**Prompt a**:
According to the house-building costs thread, what floor area is planned for the 4-bed, 2-bath house?

— start Provided text —

# Building a House - Costings



## Taxboy (Aug 23, 2006)

A quick question - I'm doing some back of an envelope number crunching here to see if building a house is worthwhile financially

The site currently has a scabby house of non-standard construction on it so looking to demolish and replace with a smart new version

Based on 4 bed 2 bath floor area 270sq metre, traditional brick construction

Demolish £10,000
Rebuild £300,000 allowing £20,000 for kitchen and bathrooms + £7000 for double garage
Architect + legal £10,000

Am I about on the money or have I missed something off. 

Build will be in Suffolk and looking for fully managed build

Any comments from people in the trade much appreciated


----------



## mickl (Dec 21, 2010)

Dont forget new builds are vat free.:thumb: subject to I R conditions
http://www.hmrc.gov.uk/vat/sectors/builders/new-houses.htm#1

Good luck
Mick L


----------



## Rob_Quads (Jul 17, 2006)

So much variation its very hard to say. Local builder prices vary. The cost in SE will be NW etc

I would have thought you could easily get a 4 bed done for that sort of money


----------



## carl123uk (Jun 16, 2008)

£300k seems alot for the 270sq metre area


----------



## sean20 (Jan 17, 2011)

— end Provided text —
— start Dataset rows —

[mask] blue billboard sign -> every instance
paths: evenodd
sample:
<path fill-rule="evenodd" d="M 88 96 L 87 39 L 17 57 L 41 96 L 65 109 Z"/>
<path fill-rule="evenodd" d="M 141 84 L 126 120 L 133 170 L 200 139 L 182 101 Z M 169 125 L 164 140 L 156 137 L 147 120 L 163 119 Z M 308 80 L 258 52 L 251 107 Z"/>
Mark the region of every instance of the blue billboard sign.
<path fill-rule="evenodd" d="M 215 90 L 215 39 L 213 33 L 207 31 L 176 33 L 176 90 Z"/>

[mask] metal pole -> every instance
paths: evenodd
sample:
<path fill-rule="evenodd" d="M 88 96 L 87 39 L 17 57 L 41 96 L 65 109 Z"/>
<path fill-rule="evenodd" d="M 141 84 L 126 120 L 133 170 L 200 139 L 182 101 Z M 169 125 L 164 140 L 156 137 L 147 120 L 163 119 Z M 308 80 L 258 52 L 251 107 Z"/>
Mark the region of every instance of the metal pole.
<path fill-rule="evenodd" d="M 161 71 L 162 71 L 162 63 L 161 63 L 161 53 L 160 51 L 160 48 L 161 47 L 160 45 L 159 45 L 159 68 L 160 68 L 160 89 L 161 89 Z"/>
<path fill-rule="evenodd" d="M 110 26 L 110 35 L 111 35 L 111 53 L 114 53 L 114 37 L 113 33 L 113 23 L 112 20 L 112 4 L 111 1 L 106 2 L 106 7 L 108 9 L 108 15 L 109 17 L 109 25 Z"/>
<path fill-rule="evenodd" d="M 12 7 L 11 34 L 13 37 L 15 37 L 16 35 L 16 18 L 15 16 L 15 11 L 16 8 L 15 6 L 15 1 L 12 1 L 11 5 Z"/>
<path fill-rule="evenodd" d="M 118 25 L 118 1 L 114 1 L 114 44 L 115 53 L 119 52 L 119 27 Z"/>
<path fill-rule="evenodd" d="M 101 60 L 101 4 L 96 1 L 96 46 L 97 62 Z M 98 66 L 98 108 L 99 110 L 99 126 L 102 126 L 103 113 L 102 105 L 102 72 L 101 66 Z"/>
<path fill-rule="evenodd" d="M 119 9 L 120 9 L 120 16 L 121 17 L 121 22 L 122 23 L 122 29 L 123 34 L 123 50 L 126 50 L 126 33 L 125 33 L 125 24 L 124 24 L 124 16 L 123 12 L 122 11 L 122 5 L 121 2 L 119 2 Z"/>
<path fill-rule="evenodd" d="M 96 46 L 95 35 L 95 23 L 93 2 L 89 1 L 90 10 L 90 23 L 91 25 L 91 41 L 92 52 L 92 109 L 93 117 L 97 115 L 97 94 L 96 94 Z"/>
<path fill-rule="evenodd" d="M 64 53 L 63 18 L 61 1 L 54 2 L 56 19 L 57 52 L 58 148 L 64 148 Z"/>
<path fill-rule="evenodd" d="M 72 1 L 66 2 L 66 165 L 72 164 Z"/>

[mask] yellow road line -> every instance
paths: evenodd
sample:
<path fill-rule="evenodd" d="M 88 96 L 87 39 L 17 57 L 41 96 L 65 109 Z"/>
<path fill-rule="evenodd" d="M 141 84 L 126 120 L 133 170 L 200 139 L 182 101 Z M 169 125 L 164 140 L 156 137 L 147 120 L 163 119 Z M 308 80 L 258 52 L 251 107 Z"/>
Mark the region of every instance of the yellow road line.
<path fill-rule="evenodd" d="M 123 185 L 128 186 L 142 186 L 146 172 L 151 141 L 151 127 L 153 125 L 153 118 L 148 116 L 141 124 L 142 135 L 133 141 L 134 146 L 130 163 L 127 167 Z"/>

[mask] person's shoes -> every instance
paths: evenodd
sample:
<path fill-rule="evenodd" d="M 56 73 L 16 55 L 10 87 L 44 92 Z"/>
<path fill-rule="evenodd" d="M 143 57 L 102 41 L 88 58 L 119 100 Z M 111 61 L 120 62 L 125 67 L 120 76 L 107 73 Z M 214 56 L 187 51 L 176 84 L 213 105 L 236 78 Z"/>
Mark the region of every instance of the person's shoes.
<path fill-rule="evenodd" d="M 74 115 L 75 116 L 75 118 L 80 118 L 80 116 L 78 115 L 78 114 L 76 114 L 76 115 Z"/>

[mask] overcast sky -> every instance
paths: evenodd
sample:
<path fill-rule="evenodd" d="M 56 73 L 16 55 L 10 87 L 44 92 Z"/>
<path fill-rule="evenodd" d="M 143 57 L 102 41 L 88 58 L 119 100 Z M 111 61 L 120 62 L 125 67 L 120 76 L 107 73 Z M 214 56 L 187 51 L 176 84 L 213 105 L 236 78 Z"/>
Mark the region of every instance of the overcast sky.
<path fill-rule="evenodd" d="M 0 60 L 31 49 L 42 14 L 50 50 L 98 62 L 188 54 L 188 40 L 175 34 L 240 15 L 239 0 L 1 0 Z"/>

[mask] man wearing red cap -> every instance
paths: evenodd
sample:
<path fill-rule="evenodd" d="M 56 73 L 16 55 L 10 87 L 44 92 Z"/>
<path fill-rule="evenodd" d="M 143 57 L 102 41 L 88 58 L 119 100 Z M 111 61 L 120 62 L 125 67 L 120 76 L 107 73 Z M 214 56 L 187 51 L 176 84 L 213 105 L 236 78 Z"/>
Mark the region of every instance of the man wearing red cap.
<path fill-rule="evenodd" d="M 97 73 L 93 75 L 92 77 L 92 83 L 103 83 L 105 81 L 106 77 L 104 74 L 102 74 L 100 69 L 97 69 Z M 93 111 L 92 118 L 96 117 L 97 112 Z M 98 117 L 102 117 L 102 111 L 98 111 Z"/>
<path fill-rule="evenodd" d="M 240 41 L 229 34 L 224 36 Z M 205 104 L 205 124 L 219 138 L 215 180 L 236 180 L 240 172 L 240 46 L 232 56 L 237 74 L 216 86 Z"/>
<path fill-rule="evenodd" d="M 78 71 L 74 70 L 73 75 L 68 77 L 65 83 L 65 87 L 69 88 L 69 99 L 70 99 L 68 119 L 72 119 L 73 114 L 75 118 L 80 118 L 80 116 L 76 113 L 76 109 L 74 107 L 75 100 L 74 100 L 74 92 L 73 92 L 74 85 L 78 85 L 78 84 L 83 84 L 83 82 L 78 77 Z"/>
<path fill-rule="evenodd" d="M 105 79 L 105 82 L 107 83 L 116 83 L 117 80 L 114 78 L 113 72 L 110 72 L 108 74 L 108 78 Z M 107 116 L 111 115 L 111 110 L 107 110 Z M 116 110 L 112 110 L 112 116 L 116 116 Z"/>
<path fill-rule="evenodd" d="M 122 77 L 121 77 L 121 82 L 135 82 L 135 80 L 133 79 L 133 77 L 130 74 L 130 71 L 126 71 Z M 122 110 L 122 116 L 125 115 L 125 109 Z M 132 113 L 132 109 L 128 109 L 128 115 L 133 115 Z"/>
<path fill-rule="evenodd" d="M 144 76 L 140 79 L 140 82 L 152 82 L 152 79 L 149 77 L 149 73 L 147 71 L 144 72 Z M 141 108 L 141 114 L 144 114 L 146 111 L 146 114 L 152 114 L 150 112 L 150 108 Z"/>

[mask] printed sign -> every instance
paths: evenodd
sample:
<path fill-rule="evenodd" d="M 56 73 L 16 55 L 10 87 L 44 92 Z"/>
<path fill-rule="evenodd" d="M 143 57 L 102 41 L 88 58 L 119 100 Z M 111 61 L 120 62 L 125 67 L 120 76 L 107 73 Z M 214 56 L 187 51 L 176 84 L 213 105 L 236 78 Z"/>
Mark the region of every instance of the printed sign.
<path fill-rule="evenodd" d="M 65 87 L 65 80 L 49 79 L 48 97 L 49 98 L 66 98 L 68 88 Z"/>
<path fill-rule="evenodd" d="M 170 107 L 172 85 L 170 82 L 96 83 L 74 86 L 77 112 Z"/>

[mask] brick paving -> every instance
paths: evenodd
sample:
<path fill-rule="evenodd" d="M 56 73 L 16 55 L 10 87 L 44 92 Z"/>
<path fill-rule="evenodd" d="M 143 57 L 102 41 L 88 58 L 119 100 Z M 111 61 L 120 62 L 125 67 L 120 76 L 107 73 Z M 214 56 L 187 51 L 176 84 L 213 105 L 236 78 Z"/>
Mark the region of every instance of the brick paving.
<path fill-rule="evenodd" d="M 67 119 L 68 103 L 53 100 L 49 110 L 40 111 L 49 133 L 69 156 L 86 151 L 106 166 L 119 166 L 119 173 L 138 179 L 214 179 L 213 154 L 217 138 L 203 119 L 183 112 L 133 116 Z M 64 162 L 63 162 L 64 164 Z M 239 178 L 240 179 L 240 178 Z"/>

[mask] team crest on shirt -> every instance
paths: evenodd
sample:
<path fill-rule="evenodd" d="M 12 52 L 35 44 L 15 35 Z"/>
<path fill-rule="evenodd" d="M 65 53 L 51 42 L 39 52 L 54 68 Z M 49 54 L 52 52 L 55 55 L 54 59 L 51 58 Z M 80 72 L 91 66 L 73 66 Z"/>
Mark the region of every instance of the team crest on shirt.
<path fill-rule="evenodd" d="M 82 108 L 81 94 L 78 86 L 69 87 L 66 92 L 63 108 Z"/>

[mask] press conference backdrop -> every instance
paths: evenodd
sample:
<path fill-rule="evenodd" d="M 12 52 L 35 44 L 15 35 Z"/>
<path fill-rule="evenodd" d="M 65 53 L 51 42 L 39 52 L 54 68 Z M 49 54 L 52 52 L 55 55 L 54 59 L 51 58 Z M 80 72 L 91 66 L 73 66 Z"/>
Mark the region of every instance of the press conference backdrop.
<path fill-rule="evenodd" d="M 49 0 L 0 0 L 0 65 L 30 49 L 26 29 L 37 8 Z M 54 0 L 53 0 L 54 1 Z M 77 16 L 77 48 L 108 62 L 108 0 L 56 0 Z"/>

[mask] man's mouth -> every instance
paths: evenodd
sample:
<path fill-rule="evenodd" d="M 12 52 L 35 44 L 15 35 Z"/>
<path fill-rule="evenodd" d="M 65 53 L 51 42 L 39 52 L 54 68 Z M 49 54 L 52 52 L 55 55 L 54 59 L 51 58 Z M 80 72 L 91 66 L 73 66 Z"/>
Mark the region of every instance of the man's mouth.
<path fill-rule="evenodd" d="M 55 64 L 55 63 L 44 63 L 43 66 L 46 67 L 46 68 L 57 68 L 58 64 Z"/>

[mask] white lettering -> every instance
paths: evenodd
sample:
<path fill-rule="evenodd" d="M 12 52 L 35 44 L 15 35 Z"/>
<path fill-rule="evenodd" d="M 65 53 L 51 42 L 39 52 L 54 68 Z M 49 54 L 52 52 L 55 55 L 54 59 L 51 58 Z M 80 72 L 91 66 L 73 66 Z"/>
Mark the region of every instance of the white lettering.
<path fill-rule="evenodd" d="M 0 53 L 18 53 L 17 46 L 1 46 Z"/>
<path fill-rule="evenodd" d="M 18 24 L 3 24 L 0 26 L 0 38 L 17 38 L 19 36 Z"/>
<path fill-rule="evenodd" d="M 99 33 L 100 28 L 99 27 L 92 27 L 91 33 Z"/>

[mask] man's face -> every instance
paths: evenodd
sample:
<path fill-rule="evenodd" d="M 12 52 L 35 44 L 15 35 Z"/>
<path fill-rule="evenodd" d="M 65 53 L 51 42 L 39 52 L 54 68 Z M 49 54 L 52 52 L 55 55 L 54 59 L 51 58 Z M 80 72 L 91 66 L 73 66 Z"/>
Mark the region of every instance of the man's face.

— end Dataset rows —

**Prompt b**:
Rewrite the rows starting with the line containing "[mask] metal pole -> every instance" and going on through the line containing "66 165 L 72", changing "Mark the region" to "Outline the region" and leaving everything else unchanged.

**Output a**:
270 square meters.

**Output b**:
[mask] metal pole -> every instance
paths: evenodd
sample:
<path fill-rule="evenodd" d="M 88 96 L 87 39 L 17 57 L 41 96 L 65 109 Z"/>
<path fill-rule="evenodd" d="M 141 84 L 126 120 L 133 170 L 200 139 L 182 101 Z M 169 125 L 164 140 L 156 137 L 147 120 L 163 119 Z M 308 80 L 258 52 L 251 107 Z"/>
Outline the region of every instance of the metal pole.
<path fill-rule="evenodd" d="M 161 71 L 162 71 L 162 63 L 161 63 L 161 53 L 160 51 L 160 48 L 161 47 L 160 45 L 159 45 L 159 68 L 160 68 L 160 89 L 161 89 Z"/>
<path fill-rule="evenodd" d="M 110 26 L 110 35 L 111 35 L 111 53 L 114 53 L 114 37 L 113 33 L 113 23 L 112 20 L 112 4 L 111 1 L 106 2 L 106 7 L 108 9 L 108 15 L 109 17 L 109 25 Z"/>
<path fill-rule="evenodd" d="M 12 7 L 11 34 L 13 37 L 15 37 L 16 35 L 16 18 L 15 16 L 15 11 L 16 8 L 15 6 L 15 1 L 12 1 L 11 5 Z"/>
<path fill-rule="evenodd" d="M 118 25 L 118 1 L 114 1 L 114 44 L 115 53 L 119 52 L 119 27 Z"/>
<path fill-rule="evenodd" d="M 101 60 L 101 4 L 96 1 L 96 46 L 97 62 Z M 98 66 L 98 108 L 99 110 L 99 126 L 102 126 L 103 113 L 102 105 L 102 72 L 101 66 Z"/>
<path fill-rule="evenodd" d="M 119 9 L 120 9 L 120 16 L 121 17 L 121 22 L 122 23 L 122 29 L 123 34 L 123 50 L 126 50 L 126 33 L 125 33 L 125 24 L 124 24 L 124 16 L 123 12 L 122 11 L 122 5 L 121 2 L 119 2 Z"/>
<path fill-rule="evenodd" d="M 96 46 L 95 35 L 95 23 L 93 2 L 89 1 L 90 10 L 90 23 L 91 25 L 91 41 L 92 52 L 92 109 L 93 117 L 97 115 L 97 94 L 96 94 Z"/>
<path fill-rule="evenodd" d="M 64 53 L 63 18 L 61 1 L 54 2 L 56 19 L 57 52 L 58 148 L 64 148 Z"/>
<path fill-rule="evenodd" d="M 72 1 L 66 2 L 66 165 L 72 164 Z"/>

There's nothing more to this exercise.